OBJECTIVE –
Rewrite every line of the entries below as a JSON list of strings, one string per line, skipping any blank lines.

Pointing dataset excerpts:
▬▬▬

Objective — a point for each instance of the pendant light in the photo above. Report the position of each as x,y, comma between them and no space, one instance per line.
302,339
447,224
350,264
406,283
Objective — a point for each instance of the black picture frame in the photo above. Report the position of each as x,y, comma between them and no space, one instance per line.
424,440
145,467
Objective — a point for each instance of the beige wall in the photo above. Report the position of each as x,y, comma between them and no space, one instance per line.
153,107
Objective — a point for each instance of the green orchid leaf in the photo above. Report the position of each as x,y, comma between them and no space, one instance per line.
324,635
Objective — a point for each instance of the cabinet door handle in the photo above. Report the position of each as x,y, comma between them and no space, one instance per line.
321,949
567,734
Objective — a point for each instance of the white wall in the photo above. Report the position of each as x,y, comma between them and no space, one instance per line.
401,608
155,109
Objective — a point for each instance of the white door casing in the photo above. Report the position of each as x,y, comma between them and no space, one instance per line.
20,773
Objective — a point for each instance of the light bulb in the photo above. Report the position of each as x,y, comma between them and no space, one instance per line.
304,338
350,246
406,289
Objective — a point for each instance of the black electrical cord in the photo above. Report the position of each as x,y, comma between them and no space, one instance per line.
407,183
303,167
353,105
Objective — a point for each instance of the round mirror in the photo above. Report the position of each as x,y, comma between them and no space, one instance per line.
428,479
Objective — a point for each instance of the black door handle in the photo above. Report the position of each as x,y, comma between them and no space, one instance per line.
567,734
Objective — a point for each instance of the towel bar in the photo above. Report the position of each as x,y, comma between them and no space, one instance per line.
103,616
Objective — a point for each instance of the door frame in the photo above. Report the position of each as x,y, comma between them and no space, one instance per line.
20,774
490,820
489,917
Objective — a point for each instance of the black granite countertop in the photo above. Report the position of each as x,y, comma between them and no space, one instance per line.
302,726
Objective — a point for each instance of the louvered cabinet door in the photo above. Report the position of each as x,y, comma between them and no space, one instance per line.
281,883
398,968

▬▬▬

FINISHED EXERCISE –
[
  "Objective — a point for each instance of the pendant light in the photo above. Report the position of each as x,y, comma between them and no space, one instance per line.",
  "302,339",
  "447,224",
  "350,264",
  "406,283",
  "Objective — a point for each instance of the black picture frame in the photo above. Report the position of each as x,y, comma between them and no space, one instance per line.",
  "424,440",
  "145,467",
  "Objective — a point for each instance of the beige wall in the photo above. Report the position of each as x,y, comma between them and no space, one instance per line.",
  "153,107",
  "Objective — a point for each instance of the green orchid leaf in the photo above. Report the position of each as x,y, comma between them and no space, one instance per line.",
  "324,635",
  "Objective — a point for each instance of the cabinet door handle in the photo above. Report the position of each as x,y, comma between them and no space, one instance per line.",
  "321,949",
  "567,734",
  "Objective — a point for each instance of the white wall in the photo above. Report the position of each as x,y, comma between them and no space, one instance per line.",
  "401,608",
  "155,109",
  "Objective — a point for each instance of the white door casing in the photo above. Report the position of each as x,y, comma between them and no space, one instance per line.",
  "20,773",
  "Objective — a point for each instance of the light bulb in the photo above. Report the position of each as x,y, comma between them and no space, one instance per line.",
  "304,338",
  "350,246",
  "406,289",
  "Objective — a point for each instance of the black electrical cord in the photo above. Report the position of each as x,y, comma between them and no space, one instance per line.",
  "407,183",
  "303,167",
  "353,105",
  "Objective — a point for each instance of the round mirror in the photo above. Report the position of each as x,y, comma between them and no space, one instance per line.",
  "428,479",
  "Objective — a point for each instance of the black door handle in the photo above. Report the position of each as x,y, comma between them and no space, one instance per line.",
  "567,734",
  "Objective — a point for each instance of the towel bar in the photo above. Report the position of each as x,y, comma between them and no space, one instance per line.",
  "103,616",
  "Objective — a point for each instance of the door frame in the photo above. Report the position of each as x,y, comma between them and no space, one instance per line.",
  "20,774",
  "490,820",
  "489,917",
  "Objective — a point for each instance of the black granite countertop in the photo above. Report the position of each as x,y, comma between them and no space, one instance per line.",
  "302,726",
  "Objective — a point for each instance of the louvered cabinet door in the photo above. Report the position of each as x,y, comma between them and no space, one instance per line.",
  "281,883",
  "398,968"
]